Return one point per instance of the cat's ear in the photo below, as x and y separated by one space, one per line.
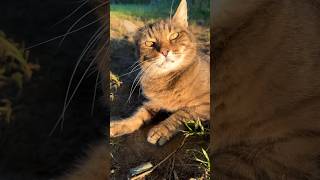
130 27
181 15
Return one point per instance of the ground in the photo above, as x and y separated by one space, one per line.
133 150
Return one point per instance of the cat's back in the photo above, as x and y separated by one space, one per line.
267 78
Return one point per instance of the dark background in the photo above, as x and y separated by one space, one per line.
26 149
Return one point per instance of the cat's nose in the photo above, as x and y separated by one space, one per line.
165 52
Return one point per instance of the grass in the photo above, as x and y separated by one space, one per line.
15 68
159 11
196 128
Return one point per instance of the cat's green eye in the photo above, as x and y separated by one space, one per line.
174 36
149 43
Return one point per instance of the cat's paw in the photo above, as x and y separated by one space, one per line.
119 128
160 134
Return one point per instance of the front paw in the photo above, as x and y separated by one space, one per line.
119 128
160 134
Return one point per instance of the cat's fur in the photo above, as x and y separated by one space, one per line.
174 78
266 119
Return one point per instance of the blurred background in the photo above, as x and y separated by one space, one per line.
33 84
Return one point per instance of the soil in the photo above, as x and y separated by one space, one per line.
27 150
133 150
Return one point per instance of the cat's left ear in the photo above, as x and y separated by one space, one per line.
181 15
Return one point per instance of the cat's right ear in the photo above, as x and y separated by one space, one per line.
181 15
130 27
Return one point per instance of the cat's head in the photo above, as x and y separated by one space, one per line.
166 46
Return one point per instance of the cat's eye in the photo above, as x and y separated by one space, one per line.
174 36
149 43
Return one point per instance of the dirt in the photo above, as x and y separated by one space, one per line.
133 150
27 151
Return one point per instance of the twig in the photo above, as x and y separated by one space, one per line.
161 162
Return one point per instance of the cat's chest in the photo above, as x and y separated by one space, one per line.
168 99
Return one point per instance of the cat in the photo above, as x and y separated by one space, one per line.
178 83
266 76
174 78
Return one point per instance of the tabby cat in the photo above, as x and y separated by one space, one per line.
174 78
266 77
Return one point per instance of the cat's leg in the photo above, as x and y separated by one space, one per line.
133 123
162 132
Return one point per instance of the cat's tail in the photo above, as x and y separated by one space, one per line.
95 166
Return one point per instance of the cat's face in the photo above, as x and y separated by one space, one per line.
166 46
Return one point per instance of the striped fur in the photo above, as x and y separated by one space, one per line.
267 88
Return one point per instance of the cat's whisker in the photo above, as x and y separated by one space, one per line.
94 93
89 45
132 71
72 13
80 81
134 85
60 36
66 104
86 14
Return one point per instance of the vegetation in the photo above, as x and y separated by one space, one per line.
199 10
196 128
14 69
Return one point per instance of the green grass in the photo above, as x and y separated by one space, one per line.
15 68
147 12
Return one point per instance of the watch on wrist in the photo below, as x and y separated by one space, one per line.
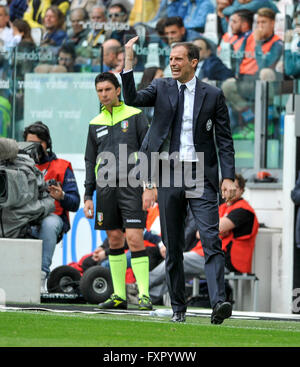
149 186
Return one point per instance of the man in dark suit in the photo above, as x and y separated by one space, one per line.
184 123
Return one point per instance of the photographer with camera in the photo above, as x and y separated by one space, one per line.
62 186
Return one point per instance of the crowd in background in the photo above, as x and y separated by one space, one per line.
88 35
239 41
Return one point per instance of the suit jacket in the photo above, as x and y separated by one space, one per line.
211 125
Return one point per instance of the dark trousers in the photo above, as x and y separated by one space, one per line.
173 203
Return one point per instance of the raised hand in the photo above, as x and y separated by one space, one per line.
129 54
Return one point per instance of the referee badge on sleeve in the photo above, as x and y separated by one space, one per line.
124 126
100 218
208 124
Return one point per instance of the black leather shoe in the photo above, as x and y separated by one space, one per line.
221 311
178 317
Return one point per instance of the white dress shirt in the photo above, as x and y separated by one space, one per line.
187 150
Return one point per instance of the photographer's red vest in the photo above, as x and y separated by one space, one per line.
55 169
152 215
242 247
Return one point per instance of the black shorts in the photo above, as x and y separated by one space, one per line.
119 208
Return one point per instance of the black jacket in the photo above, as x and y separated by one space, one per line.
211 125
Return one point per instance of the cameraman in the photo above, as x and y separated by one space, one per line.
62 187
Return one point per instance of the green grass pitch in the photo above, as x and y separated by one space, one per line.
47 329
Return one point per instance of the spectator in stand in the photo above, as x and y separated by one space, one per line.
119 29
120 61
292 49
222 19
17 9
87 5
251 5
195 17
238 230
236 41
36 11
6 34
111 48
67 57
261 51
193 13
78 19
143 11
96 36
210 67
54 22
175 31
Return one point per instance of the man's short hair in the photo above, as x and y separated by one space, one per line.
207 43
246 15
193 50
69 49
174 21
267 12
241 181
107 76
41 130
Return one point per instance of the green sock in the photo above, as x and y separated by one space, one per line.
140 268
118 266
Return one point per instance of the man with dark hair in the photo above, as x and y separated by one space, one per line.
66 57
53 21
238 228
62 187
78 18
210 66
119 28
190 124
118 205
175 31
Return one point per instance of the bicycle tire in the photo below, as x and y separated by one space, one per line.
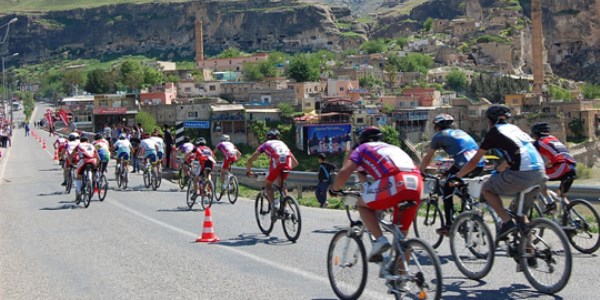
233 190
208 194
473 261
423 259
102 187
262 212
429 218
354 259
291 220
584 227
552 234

********

_BRIEF_
Your copy must match the records above exactly, apart from the pictures, which are excluded.

_RESULT FOR THIS EXERCISE_
Return one point per instance of the cat's ear in the photo below, as x and y separated by one space, one per line.
130 27
181 15
Return one point per instance of the ground in the photo above, as x and y separated by one space, one per line.
133 150
Return one point per instance of the cat's back in the photo above, as x and y separated by one space, one per line.
267 78
Return one point per instance of the dark background in the photo above, as x and y separated by one space, one per line.
26 149
Return one point per instance of the cat's nose in the photo above, as x and y separated by one space, one per line.
165 52
Return one point per instance of the grass in the photo above, as x and y separated by one space, one per line.
15 68
159 11
196 128
Return one point per instance of the cat's green eye in the photo above, as x and y separated by one space, one per line.
174 36
149 43
Return one point per instance of the cat's paw in the photo above, as x and y separated by one space, one per line.
119 128
160 134
Return one point per instance of the front paw in the photo above, as x and y separated by one space, one per line.
119 128
160 134
Return one point per instance of the cat's fur in the photo above, as x and y separated by one space, one per line.
174 78
266 119
Return one point per instance of the blurred background in the photo above, as x and y separated by one space, one per line.
33 84
Return one point per instance of the soil in the photo above, as x and y separated by one space, one per line.
27 150
133 150
Return one point per instance of the cat's left ear in the photo above, as x and y separated by one space, one per line.
181 15
Return one point per instance of the cat's right ear in the photo above, as x and y separated by one space, one per line.
181 15
130 27
Return one point per instance of the cat's head in the photo above, as x and y separated by one space, one per line.
166 46
Return one point per instance of the cat's eye in the photo above, as x and y separated by one space, one per line.
174 36
149 43
Return one point per instance of the dirt in the photo above, as x and y separated by one space, one per line.
133 150
27 151
Return one point per instance of the twig in the photo above, as x and y separated by one space, one per line.
161 162
Return one point per instance of the cat's chest in the photo above, as x and y separated by one space, one per line.
168 99
Return one point per instance of the cat in the photo above, as x and y separated by one space, one per line.
178 83
266 76
174 78
Return one point per instance of the tabby cat in the photo above, as x and y separated by one space, one per line.
174 78
266 77
Return one point per instance of the cat's leg in the photo above, as x and y separated by one space, one per line.
133 123
162 132
Return one point per instance of the cat's tail in the photo above, as x and y separated by one space, one per line.
95 166
Return one point per instance of the cat's face in the photo above, as x and y separated by one space, one per line.
166 46
Return one point per instance of the striped fur in the photo above, as x and y separated by one space, one per line.
267 88
Return one point per instance of the cat's whisker in the photo above, as x and y separated by one space, one per line.
94 93
89 45
132 71
72 13
80 81
134 85
60 36
66 104
86 14
Return one point per instance of the vegetation in the photo above, as x and y separated by one space, one per line.
199 10
196 128
14 69
Return one point per instance of the green grass in the photo above, as x and y separated by one space, one per line.
15 68
147 12
Return one point per instance of the watch on wrist in the photo below, as x and y separated by one space, one per line.
149 186
Return one point per instance of the man in dark suit in the photo above, as x and y separated by one space, one per line.
184 123
Return one point per instance of the photographer with camera in the photo above, as x and y separated by one space, one per line.
62 186
Return one point per instance of the crowd in background in the photo above, as x and y separated by one space, one per line.
88 35
239 41
Return one point per instance of the suit jacket in the photo above, as x and y separated by one space, one per line.
211 125
Return one point per instance of the dark trousers in the photo above, as x and y separated by one space, one per line.
173 203
Return one point per instance of the raised hand in the photo above, as x and y separated by one space, one per line.
129 54
Return one point per instance of the referee badge on sleeve in the photo above, as x and y separated by one space, one per line.
124 126
100 218
208 124
Return one point per instance of the black leather shoe in the photo above, as x and y separated by one space, one per line.
221 311
178 317
Return one point per instance of the white dress shirt in the photo above, as x and y separated by one space, one per line.
187 150
Return one point per instance of the photographer's red vest in the photo above, as x and y separated by one space, one per line.
55 169
152 215
242 247
Return one point per instance of the black shorts in the photo above, as x and y separated by one space, one per line.
119 208
Return one point per instance of the black jacket in the photo above, as x and y separated by one space, one per line.
211 125
Return one point per instance of the cameraman in the photo above, as x and y separated by one space, one per line.
62 187
Return one point per instance of the green grass pitch in the photo above, as x and y separated by one space, one per line.
47 329
Return one point per instance of the spectator in stand in the photo above, as x and y separated by one space, one per line.
119 29
120 61
292 49
222 19
17 9
87 5
251 5
195 17
238 230
236 41
36 11
6 34
111 48
67 57
261 51
193 13
78 19
143 11
96 36
210 67
54 22
175 31
Return one point per instance of the man's short hair in the photo above, as x and y separated by one space, one per line.
207 43
246 15
193 50
69 49
174 21
267 12
241 181
107 76
41 130
Return one point per instance of the green sock in the photo above, as x and y separated by one space, one per line.
140 268
118 266
Return one point per instance of the man with dark hair in the photo above, as x and y separated by one space, one per line.
66 57
53 21
238 228
62 187
78 18
210 66
119 28
190 124
118 205
175 31
Return one point per instance of the bicycle tire in the photo below, as x and y separated by one space, one per line.
233 190
208 194
473 261
423 259
102 187
262 212
429 218
354 259
291 220
584 227
552 234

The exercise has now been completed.